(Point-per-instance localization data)
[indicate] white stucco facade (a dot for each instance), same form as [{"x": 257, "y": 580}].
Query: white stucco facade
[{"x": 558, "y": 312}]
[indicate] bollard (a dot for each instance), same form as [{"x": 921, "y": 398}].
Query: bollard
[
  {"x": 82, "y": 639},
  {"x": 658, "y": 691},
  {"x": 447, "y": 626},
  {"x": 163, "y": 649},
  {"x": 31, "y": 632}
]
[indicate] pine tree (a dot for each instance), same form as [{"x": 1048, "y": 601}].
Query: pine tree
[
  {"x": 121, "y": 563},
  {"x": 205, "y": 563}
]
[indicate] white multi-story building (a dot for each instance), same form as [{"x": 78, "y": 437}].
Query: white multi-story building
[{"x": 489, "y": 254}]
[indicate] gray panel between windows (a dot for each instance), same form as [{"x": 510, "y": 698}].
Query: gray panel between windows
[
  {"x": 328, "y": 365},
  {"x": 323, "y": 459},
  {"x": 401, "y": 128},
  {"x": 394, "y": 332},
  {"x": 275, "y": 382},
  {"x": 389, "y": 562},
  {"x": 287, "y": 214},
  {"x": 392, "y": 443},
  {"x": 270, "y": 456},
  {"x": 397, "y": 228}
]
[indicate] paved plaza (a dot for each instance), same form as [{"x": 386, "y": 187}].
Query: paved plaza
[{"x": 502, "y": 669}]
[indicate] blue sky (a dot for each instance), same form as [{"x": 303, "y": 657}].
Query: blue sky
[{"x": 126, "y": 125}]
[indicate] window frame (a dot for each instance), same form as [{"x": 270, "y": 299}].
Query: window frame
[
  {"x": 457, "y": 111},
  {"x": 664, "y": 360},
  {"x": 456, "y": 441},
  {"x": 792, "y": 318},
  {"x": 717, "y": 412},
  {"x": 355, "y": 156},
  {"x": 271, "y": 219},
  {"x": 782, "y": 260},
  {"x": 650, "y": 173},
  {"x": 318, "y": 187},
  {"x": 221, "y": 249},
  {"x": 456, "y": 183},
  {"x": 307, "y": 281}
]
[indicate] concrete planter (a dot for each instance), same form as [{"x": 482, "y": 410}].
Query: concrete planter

• **WHAT TO WORK ON**: Could you set down exactly the lines above, from the one containing "[indicate] paved plaza" through the last, including both and nothing else?

• **RESPONSE TO THE TASK**:
[indicate] paved plaza (a dot for each instance), same form as [{"x": 386, "y": 187}].
Query: paved plaza
[{"x": 502, "y": 669}]
[indicate] blue sky (a dot for each instance), same form as [{"x": 303, "y": 657}].
Query: blue sky
[{"x": 126, "y": 125}]
[indicate] window frame (a dot for each instance), same form as [{"x": 270, "y": 299}].
Query: window frame
[
  {"x": 457, "y": 111},
  {"x": 664, "y": 360},
  {"x": 456, "y": 441},
  {"x": 792, "y": 318},
  {"x": 717, "y": 412},
  {"x": 355, "y": 156},
  {"x": 271, "y": 219},
  {"x": 782, "y": 260},
  {"x": 650, "y": 173},
  {"x": 318, "y": 187},
  {"x": 221, "y": 249},
  {"x": 456, "y": 183},
  {"x": 307, "y": 281}
]
[indicate] concrete planter (a dot for each instance), same form as [{"x": 482, "y": 410}].
Query: concrete planter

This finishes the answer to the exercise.